--- Begin ---

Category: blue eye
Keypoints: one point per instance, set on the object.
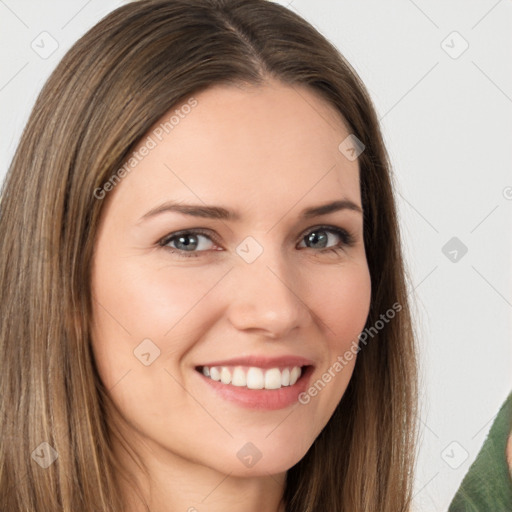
(190, 243)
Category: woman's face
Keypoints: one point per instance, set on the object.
(253, 295)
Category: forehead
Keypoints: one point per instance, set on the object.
(268, 144)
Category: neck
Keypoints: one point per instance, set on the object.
(174, 483)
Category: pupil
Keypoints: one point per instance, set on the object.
(183, 240)
(315, 238)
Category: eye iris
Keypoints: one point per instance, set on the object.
(186, 245)
(314, 237)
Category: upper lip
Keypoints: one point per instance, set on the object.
(263, 362)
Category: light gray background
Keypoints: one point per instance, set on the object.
(447, 123)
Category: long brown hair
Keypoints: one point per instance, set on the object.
(103, 97)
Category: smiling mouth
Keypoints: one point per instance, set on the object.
(253, 377)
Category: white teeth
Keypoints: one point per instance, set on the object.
(253, 377)
(225, 376)
(285, 377)
(294, 375)
(273, 379)
(239, 378)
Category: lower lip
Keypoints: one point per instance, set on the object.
(262, 399)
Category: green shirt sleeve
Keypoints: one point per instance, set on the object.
(487, 486)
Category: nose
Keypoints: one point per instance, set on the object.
(265, 297)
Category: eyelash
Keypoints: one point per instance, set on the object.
(347, 240)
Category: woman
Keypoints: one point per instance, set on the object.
(203, 300)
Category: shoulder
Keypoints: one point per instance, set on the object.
(488, 483)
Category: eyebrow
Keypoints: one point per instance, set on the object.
(218, 212)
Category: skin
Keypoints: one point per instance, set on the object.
(267, 152)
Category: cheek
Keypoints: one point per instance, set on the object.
(341, 299)
(132, 303)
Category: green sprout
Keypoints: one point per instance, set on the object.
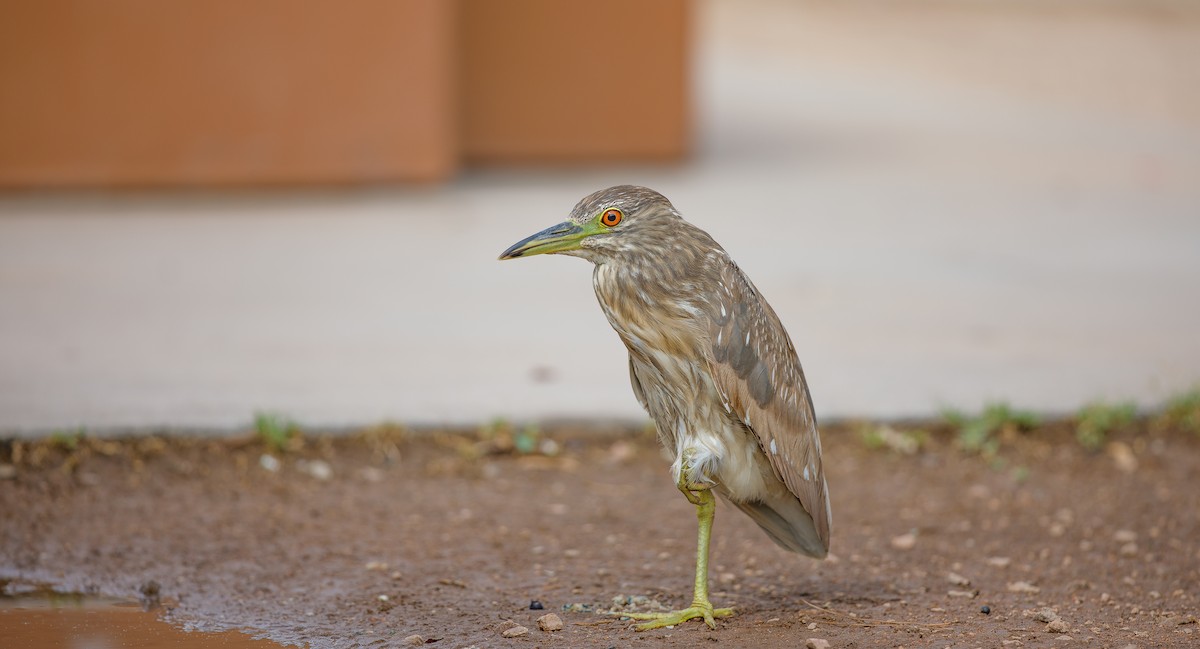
(982, 433)
(883, 437)
(275, 431)
(1095, 421)
(1183, 410)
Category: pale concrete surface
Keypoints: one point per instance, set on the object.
(947, 203)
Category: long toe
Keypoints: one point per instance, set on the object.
(675, 618)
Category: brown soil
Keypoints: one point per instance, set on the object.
(447, 536)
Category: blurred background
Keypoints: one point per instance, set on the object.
(214, 209)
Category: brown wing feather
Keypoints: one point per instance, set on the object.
(757, 372)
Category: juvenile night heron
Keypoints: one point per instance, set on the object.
(712, 365)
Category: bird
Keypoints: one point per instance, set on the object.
(712, 365)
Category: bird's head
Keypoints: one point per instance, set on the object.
(604, 226)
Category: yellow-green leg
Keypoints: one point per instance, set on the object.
(706, 505)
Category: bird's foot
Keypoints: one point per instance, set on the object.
(701, 610)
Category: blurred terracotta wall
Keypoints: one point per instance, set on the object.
(277, 91)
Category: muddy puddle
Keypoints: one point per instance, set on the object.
(43, 619)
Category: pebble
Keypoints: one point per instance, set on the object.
(1125, 536)
(1045, 614)
(550, 622)
(317, 468)
(1122, 456)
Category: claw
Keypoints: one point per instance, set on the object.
(675, 618)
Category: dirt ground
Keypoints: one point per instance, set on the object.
(367, 539)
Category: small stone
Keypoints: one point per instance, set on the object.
(550, 622)
(318, 469)
(1122, 456)
(516, 631)
(905, 541)
(1045, 614)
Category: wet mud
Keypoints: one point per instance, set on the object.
(387, 539)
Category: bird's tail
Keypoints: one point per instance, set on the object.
(786, 522)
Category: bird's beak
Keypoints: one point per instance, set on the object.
(561, 238)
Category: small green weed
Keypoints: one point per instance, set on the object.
(67, 440)
(982, 433)
(275, 431)
(883, 437)
(1183, 410)
(1095, 421)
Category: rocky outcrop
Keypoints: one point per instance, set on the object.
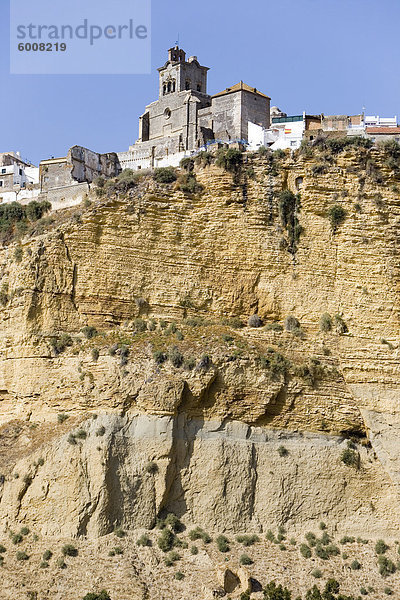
(213, 431)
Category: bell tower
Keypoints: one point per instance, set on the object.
(179, 74)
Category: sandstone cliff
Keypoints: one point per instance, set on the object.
(248, 430)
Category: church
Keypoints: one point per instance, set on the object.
(185, 118)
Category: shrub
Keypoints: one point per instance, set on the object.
(119, 532)
(273, 326)
(292, 324)
(229, 159)
(69, 550)
(166, 540)
(325, 323)
(175, 356)
(152, 468)
(254, 321)
(388, 591)
(16, 538)
(350, 458)
(188, 184)
(381, 547)
(140, 325)
(386, 566)
(321, 552)
(247, 540)
(164, 175)
(316, 573)
(103, 595)
(173, 522)
(305, 551)
(89, 332)
(204, 363)
(337, 216)
(144, 540)
(18, 254)
(222, 543)
(276, 592)
(245, 560)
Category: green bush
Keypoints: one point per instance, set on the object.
(69, 550)
(47, 554)
(276, 592)
(144, 540)
(316, 573)
(222, 543)
(305, 551)
(381, 547)
(103, 595)
(386, 566)
(337, 216)
(89, 332)
(164, 175)
(247, 540)
(229, 159)
(254, 321)
(325, 323)
(166, 540)
(350, 458)
(245, 560)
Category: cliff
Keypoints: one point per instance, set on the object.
(129, 390)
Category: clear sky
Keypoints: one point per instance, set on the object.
(331, 56)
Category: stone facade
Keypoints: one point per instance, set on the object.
(185, 117)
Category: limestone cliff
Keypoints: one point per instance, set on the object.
(247, 428)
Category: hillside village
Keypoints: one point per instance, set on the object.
(183, 121)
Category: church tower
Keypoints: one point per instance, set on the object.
(179, 74)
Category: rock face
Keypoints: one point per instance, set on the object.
(254, 434)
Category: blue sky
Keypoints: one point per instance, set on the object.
(331, 56)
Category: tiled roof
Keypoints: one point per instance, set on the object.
(241, 86)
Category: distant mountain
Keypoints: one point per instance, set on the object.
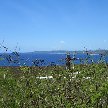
(100, 51)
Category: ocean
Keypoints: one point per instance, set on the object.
(45, 59)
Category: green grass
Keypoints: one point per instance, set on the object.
(20, 87)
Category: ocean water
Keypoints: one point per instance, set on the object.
(44, 59)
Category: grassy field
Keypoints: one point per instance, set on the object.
(85, 86)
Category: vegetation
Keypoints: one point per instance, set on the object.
(85, 86)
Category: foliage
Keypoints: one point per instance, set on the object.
(85, 86)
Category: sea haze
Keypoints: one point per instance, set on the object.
(50, 58)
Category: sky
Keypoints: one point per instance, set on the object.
(44, 25)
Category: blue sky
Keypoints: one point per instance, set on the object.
(54, 24)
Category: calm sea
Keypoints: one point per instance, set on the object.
(44, 59)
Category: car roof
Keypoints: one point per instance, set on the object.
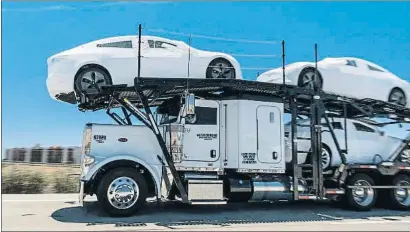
(359, 60)
(132, 37)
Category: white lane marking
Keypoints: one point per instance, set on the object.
(40, 200)
(328, 216)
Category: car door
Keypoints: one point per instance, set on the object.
(364, 143)
(164, 59)
(354, 78)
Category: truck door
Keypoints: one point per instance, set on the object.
(201, 140)
(269, 134)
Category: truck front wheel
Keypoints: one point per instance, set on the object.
(400, 197)
(364, 196)
(122, 192)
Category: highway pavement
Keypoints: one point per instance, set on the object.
(61, 212)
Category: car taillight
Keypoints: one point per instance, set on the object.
(405, 156)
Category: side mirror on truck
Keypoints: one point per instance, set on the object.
(190, 105)
(188, 113)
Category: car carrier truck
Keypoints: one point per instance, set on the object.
(222, 141)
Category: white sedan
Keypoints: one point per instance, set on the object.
(366, 144)
(114, 60)
(346, 76)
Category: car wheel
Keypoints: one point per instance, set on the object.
(364, 197)
(326, 158)
(90, 80)
(220, 68)
(399, 198)
(122, 192)
(397, 96)
(306, 78)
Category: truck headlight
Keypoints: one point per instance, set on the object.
(405, 156)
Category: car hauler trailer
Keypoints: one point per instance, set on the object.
(223, 141)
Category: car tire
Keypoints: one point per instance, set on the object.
(122, 181)
(212, 71)
(307, 74)
(397, 96)
(401, 202)
(90, 79)
(353, 195)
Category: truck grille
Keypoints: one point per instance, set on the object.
(405, 156)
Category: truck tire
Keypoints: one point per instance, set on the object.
(400, 198)
(122, 192)
(361, 199)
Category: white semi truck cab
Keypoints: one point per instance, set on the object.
(200, 147)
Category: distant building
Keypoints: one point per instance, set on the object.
(51, 155)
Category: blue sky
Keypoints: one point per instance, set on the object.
(376, 31)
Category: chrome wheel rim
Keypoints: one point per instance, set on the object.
(123, 193)
(397, 97)
(222, 70)
(402, 195)
(92, 81)
(363, 196)
(325, 158)
(308, 80)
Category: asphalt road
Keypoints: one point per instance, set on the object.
(61, 212)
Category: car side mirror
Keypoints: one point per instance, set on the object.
(190, 105)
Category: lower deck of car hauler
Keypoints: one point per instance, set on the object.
(315, 104)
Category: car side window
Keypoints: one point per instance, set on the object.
(374, 68)
(205, 116)
(363, 128)
(351, 63)
(160, 44)
(120, 44)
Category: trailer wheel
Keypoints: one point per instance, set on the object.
(400, 197)
(364, 198)
(122, 192)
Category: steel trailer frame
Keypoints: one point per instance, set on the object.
(150, 92)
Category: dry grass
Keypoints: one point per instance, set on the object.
(26, 178)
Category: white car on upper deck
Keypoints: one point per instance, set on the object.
(114, 60)
(346, 76)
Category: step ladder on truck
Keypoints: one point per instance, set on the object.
(221, 141)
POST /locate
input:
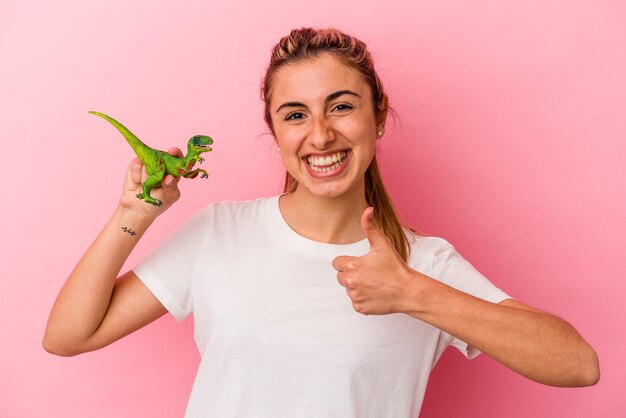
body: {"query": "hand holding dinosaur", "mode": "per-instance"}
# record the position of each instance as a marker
(379, 282)
(167, 194)
(158, 163)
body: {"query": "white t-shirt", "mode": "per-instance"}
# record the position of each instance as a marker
(277, 333)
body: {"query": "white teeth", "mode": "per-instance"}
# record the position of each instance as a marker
(325, 164)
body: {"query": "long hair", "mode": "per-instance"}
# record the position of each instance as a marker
(308, 43)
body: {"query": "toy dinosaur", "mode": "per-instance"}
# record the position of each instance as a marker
(159, 163)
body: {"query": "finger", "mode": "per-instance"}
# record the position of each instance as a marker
(176, 152)
(170, 188)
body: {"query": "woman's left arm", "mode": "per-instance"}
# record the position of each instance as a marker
(536, 344)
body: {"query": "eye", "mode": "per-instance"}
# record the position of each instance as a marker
(342, 107)
(294, 116)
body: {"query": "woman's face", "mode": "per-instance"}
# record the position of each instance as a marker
(324, 123)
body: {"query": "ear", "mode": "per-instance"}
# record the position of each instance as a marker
(382, 109)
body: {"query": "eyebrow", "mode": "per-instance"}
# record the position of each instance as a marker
(329, 98)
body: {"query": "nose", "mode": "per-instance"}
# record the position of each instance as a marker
(321, 133)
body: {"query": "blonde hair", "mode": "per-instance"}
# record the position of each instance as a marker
(306, 43)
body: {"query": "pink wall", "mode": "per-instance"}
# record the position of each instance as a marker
(510, 142)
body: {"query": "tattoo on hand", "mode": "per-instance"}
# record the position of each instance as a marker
(130, 231)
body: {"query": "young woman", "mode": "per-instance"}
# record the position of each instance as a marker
(316, 302)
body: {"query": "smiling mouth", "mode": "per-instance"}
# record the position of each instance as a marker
(326, 163)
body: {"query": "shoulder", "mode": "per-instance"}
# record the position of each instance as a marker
(241, 213)
(428, 253)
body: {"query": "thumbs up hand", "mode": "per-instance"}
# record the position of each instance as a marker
(379, 282)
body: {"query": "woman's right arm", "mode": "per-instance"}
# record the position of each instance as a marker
(95, 307)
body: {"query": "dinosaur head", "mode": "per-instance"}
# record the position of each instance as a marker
(199, 144)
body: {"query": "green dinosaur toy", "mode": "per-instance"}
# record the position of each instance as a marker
(159, 163)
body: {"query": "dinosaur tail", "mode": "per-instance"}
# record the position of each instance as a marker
(135, 143)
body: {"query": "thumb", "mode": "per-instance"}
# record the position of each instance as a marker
(373, 233)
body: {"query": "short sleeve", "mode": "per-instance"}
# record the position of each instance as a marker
(451, 268)
(169, 270)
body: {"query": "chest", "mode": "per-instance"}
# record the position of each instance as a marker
(272, 307)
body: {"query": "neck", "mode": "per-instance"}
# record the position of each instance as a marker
(335, 220)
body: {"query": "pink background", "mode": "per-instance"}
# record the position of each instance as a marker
(510, 142)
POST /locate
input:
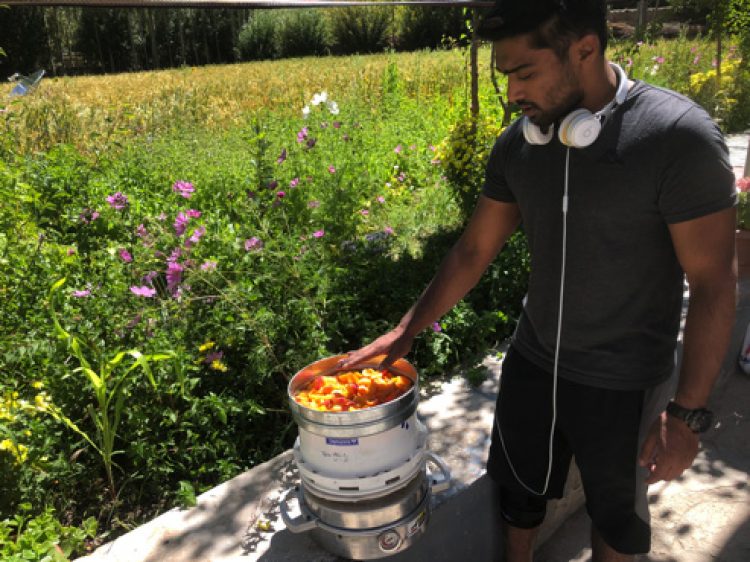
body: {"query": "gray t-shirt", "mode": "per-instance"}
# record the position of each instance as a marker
(659, 160)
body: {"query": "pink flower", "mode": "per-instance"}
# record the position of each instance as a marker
(125, 255)
(143, 291)
(118, 201)
(253, 244)
(180, 223)
(88, 216)
(184, 188)
(174, 275)
(195, 237)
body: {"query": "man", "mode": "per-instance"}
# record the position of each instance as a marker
(623, 189)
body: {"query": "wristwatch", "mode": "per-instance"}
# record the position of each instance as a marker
(698, 420)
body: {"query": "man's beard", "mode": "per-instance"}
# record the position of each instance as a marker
(544, 119)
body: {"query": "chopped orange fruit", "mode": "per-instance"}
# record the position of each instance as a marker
(352, 390)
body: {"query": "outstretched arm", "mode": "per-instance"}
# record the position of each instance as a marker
(490, 226)
(705, 248)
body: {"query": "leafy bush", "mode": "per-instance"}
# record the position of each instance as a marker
(257, 38)
(360, 29)
(302, 33)
(429, 27)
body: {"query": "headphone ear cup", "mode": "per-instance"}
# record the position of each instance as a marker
(579, 129)
(534, 134)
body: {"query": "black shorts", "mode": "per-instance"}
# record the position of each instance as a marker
(602, 428)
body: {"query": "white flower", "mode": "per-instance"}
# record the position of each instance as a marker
(319, 98)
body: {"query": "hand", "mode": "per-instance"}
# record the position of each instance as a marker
(669, 449)
(394, 345)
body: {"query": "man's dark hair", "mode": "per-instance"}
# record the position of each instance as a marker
(551, 24)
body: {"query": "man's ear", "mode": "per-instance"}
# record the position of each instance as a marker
(584, 48)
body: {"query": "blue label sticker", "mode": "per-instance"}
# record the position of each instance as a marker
(342, 441)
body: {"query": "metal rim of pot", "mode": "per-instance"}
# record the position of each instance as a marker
(354, 423)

--- End ---

**Stated goal**
Show each line above that contains the word "trailer".

**Result for this task**
Category: car hauler trailer
Category: trailer wheel
Category: steel trailer frame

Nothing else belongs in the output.